*Exercise requirements*
Reproduce every line of the records below that contains the string "stem".

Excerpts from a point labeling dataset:
• • • • • • •
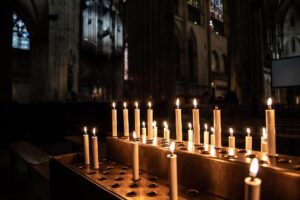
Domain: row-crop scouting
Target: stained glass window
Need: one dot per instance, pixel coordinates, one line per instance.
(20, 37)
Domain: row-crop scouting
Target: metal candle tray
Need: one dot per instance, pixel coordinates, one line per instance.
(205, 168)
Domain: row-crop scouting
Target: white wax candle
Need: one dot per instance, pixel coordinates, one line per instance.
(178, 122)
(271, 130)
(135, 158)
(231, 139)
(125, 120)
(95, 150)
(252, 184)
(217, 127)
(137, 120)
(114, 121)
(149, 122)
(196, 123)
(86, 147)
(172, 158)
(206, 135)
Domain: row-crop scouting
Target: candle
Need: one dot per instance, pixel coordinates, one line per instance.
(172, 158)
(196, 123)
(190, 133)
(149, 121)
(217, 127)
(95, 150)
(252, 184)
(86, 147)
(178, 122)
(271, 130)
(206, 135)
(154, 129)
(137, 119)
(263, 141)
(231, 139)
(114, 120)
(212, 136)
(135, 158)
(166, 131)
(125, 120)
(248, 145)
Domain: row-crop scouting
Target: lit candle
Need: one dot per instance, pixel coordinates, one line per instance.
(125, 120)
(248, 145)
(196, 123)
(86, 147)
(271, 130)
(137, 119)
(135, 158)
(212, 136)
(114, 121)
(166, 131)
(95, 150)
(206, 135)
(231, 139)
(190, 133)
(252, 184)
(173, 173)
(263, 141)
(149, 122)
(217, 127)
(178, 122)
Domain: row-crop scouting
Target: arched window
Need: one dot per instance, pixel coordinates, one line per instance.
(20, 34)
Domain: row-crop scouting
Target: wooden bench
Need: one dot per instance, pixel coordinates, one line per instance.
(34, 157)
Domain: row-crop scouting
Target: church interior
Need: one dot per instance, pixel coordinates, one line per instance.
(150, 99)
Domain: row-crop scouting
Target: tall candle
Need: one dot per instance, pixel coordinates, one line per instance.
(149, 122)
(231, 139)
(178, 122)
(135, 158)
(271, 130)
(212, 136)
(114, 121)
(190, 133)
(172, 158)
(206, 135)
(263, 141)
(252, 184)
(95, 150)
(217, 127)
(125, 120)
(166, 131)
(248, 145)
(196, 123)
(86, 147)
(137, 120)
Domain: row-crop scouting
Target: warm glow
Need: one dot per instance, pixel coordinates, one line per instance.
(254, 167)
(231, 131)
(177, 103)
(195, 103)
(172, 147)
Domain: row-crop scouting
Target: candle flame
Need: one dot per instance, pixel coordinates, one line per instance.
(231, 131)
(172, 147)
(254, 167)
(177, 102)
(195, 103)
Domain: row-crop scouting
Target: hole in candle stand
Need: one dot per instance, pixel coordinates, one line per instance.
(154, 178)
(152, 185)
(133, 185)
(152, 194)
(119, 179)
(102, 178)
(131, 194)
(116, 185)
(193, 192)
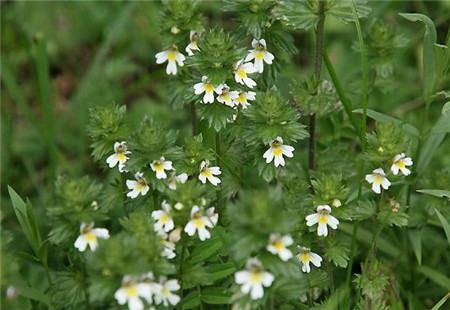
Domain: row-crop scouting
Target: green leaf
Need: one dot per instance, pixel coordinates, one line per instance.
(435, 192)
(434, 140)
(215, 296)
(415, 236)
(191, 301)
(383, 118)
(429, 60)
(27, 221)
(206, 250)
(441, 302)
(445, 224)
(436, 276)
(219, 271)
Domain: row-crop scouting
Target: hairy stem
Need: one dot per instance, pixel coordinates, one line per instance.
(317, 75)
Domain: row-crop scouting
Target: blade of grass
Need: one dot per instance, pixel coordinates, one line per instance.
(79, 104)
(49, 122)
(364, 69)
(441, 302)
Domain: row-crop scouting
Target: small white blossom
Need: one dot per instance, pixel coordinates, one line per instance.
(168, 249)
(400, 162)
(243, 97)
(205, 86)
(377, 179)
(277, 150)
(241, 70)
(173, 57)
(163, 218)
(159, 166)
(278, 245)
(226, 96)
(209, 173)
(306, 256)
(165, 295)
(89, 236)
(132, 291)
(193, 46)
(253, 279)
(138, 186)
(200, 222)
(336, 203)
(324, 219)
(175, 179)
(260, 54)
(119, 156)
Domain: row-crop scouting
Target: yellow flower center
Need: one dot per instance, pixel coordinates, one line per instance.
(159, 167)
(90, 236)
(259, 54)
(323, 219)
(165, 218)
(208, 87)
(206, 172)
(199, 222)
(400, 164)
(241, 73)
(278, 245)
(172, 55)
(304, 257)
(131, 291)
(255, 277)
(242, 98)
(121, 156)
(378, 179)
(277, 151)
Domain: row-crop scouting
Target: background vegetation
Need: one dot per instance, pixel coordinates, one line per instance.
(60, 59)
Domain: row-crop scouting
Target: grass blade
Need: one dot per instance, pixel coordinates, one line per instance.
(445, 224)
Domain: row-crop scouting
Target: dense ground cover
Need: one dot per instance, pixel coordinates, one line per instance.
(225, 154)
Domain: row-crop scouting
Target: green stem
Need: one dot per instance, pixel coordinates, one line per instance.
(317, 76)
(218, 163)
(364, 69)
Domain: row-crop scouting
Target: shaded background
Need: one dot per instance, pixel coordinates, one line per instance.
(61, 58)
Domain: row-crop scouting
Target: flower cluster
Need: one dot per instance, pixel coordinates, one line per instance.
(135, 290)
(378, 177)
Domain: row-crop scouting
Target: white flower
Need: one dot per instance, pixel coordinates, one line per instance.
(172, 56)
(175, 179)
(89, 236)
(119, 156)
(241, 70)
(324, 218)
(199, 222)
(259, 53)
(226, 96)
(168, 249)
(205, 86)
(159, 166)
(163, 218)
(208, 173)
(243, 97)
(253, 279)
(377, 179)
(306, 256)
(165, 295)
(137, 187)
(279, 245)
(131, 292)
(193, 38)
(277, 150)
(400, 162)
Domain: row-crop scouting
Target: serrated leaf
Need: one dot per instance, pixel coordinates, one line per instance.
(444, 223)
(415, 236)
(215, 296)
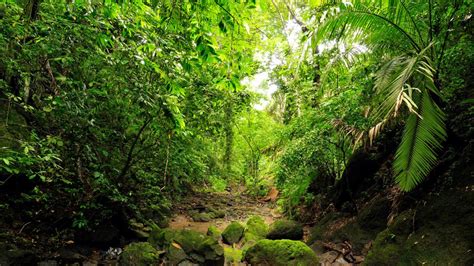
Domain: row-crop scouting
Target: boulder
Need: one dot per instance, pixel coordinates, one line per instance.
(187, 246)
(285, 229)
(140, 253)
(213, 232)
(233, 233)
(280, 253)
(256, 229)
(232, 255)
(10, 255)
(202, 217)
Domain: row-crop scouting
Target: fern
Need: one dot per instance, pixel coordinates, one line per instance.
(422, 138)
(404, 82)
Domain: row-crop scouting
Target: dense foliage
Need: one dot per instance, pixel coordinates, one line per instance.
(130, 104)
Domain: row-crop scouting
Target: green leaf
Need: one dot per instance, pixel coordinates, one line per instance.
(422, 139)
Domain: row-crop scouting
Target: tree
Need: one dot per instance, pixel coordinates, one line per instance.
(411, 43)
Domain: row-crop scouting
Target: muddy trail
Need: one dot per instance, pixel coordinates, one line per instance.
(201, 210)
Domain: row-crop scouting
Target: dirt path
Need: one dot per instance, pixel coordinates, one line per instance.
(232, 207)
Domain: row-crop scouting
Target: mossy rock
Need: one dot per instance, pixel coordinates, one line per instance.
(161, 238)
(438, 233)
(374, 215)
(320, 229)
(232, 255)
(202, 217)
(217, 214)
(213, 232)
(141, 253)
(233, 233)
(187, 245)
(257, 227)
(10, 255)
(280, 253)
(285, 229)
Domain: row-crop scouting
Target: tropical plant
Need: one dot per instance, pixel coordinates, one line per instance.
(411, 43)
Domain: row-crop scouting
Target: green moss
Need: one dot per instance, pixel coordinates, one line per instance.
• • • • • • •
*Final result*
Target: hairy stem
Target: green stem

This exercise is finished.